• Document

━━━

Then he quotes musician Lauryn Hill: “Consequence is no coincidence.”
Update at 5:30 p.m. ET: Billy Crystal
“Thank you ladies and gentlemen – we’re at the halfway point,” Crystal says, drawing a laugh from the crowd that’s now been in the arena for hours.
He then says that when Ali died, “the world stopped,” and Crystal thought back to when they first met in 1974.
At the time, Crystal says, he was a young comedian whose act included an imitation of Ali and legendary broadcaster Howard Cosell.
Crystal also recalls Ali’s strong stance against the Vietnam War — a conflict that was sending America’s young men like him off to war.
“It was Ali who stood up for us,” Crystal said, “by standing up for himself.”
Crystal then recreates the Cosell-Ali bit that centered on the bout with George Foreman in Zaire.
“When I was done, he gave me this big bear hug,” Crystal says, “and he whispered in my ear, ‘You’re my little brother.'”
It became what Ali always called Crystal.
Ali’s message, Crystal says, was that “Life is best when you build bridges between people — not walls.”
“He is gone, but he will never die; he was my big brother,” Crystal says.
Update at 5:20 p.m. ET: John Ramsey Of Louisville’s Ringside Cafe
Praising his ties to Louisville, Ramsey breaks into an Ali impression to say, “How can we lose, with the stuff we use?”
He then talks about “the Ali magic” — the boxer’s ability to connect with people.
Ramsey recalls how he visited the 2000 Olympics with Ali — and how after a boxing match, as cameras caught Ali posing with the winner of the fight, Ali insisted they go visit the loser.
Describing the scene of a bloodied athlete who’d been left alone, Ramsey says the young man immediately brightened when Ali walked in.
“I saw what you did out there, you looked good,” the Champ told the kid, according to Ramsey.
When Ramsey later praised Ali’s courtesy and thoughtfulness by saying, “Muhammad, you’re the greatest,” the boxing legend’s answer was simple: “Man, tell me something I don’t already know.”
Ramsey, you might be able to tell, has a knack for telling stories.
Update at 4:55 p.m. ET: Lonnie Ali
After taking the podium to a loud welcome, Ali’s widow, wearing a broad black hat that obscures her eyes, Lonnie Ali thanks everyone who has come to honor and say farewell to her husband. And she thanks people from around the world who’ve sent prayers via social media.
Recounting the story of how a police officer named Joe Martin helped a 12-year-old Cassius Clay get interested in boxing, Lonnie says it’s a reminder that, “When a cop and an inner-city kid talk to each other, then miracles can happen.”

━━━

• Exercise details
Copy the memorial coverage from the words "At the time, Crystal" through "off to war.", switching "young comedian" to "young impressionist".

• Records supplied
━━━

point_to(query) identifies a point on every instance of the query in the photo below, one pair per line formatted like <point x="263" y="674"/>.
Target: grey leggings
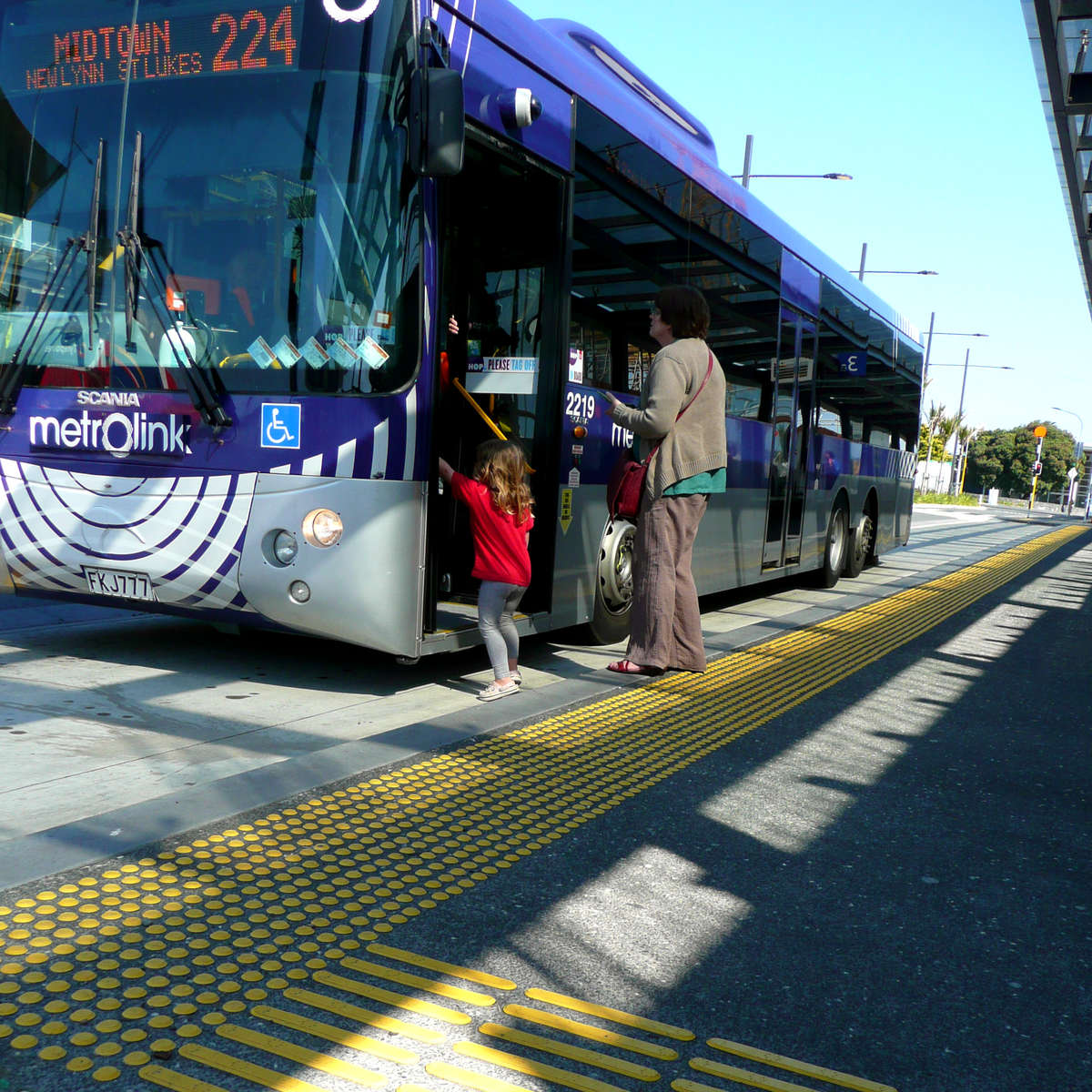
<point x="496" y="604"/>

━━━

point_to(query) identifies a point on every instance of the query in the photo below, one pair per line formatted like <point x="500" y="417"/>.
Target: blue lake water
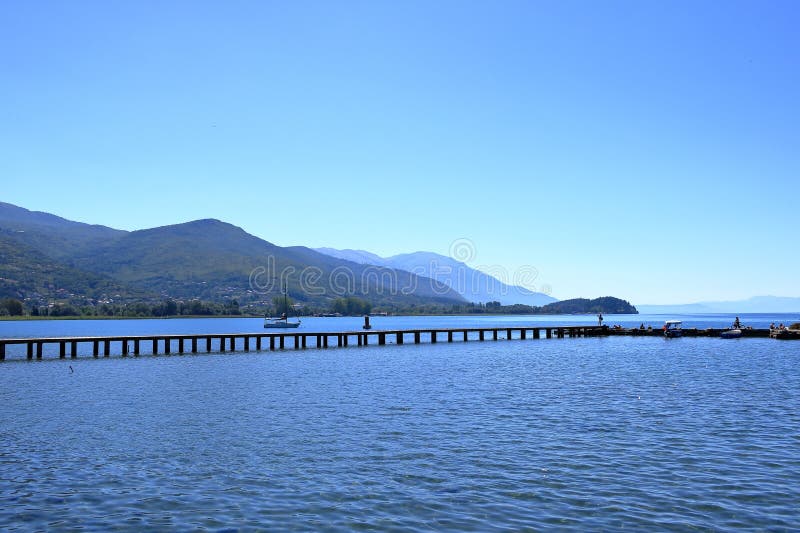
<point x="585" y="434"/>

━━━

• Expected answer
At the time, Crystal says, he was a young impressionist whose act included an imitation of Ali and legendary broadcaster Howard Cosell.
Crystal also recalls Ali’s strong stance against the Vietnam War — a conflict that was sending America’s young men like him off to war.